§ **課題 1**:
ページ抜粋について、次の問いに答えてください。
(a) 氷ヶ瀬から助六橋までの道のりは、どのくらいかかりましたか?
(b) 2年後に鯎川線を再訪したのは何名ですか?
(c) 流れの速いところの水は何色をしていますか?
§ **課題 2**: ページ抜粋で、河川敷に降りたときにコントラストが美しいとされているものを、すべて挙げてください。
§ **課題 3**: ページ抜粋のうち、「河川敷に降りてみると青空と雲」から「れの速いところの水は青白い。」までの部分を一字一句そのまま書き写してください。

§ **ページ抜粋**:
# # # # #

最終章 鯎川再訪…

1.廃線跡の美学

 今までいくつかの廃線跡を歩いた。また、廃線跡ブームに乗って発刊された書籍などからもたくさんの廃線跡を見てきたが、鯎川線の廃線跡に勝るものはなかったように思う。にも関わらず鯎川線跡の紹介が一部のWEB上でしか発表されないのは非常に残念なことだと我々は感じるのである。やはり大鹿の導入部が崩落し、進入が困難であることに加え、地図上に存在しない鯎川線へのアプローチ。また鯎川林道の氷ヶ瀬ゲートや『通行禁止』の看板、何となく立ち入っちゃいけい、また公表しちゃいけないという妙なタブー感…。そんなのが複雑に絡み合っているのだと思う。
 さて、出だしが硬い雰囲気になってしまったが鯎川線の魅力にとりつかれた我々団長以下3名は2年後、再び鯎川線を訪れることになったのである。
 いつものように下黒沢をベースキャンプにして朝イチから助六谷へ入った。氷ヶ瀬から助六橋までの道のりは45分程度だった。林道から軌道跡への導入部は一昨年と変わりない。我々は鯎川線軌道跡に再び足を踏み入れた。

 
 助六製品事業所からオメガループ方面へ分岐する木橋もそのままだった。

 
 河川敷に降りてみると青空と雲と山の緑、岩と水、それぞれのコントラストが美しい。真夏でも水は冷たい。

 
 鯎川線にはとにかく木橋が多い。軌道を敷設するスペースがない部分ではコンクリートの土台に木の足場を組んで橋を作るケースがほとんど。地形に合わせて微妙にカーブしている。

 
 眼下に鯎川の流れを見ながら進む。流れの速さで水の色が変わる。流れの速いところの水は青白い。
 
 
 岩肌にへばり付くように続く軌道跡。地形に合わせて上手に敷設してあるのが分かる。

 
 流れが遅い淀みの部分は緑色になる。

 
 大きな沢では迂回するが、小さな沢は橋を架けて渡る。

 
 橋以外のところでは草木が多い。最近はあまり整備されていないように感じる。このトンネルの向うが中ノ沢橋梁だ。

 
 ここのスリル感は軌道跡随一。木製の手すりはグラグラ。高さはどのくらいあるのだろうか?

 
 中ノ沢鉄橋とトンネルのところだけ地形をトレースせずに一気に短絡する。実際に見るこの場所は地形のスケールが大きすぎて、トンネルの坑口や鉄橋は小さく見える。

# # # # #

[画像ボックス注釈データ]
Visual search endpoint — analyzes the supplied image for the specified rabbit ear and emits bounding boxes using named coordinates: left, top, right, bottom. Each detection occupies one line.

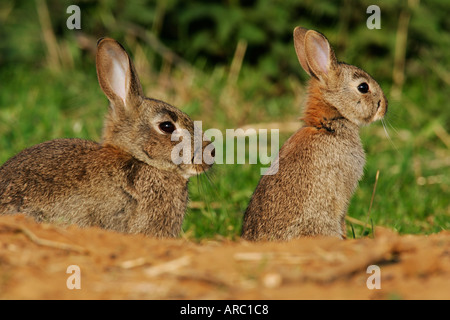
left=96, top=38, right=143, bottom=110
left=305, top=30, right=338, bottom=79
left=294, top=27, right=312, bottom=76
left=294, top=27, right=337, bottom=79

# # # # #

§ **解答 1**:
(a) 45分程度
(b) 3名(団長以下3名)
(c) 青白い

§ **解答 2**: 青空、雲、山の緑、岩、水

§ **解答 3**:
河川敷に降りてみると青空と雲と山の緑、岩と水、それぞれのコントラストが美しい。真夏でも水は冷たい。

 
 鯎川線にはとにかく木橋が多い。軌道を敷設するスペースがない部分ではコンクリートの土台に木の足場を組んで橋を作るケースがほとんど。地形に合わせて微妙にカーブしている。

 
 眼下に鯎川の流れを見ながら進む。流れの速さで水の色が変わる。流れの速いところの水は青白い。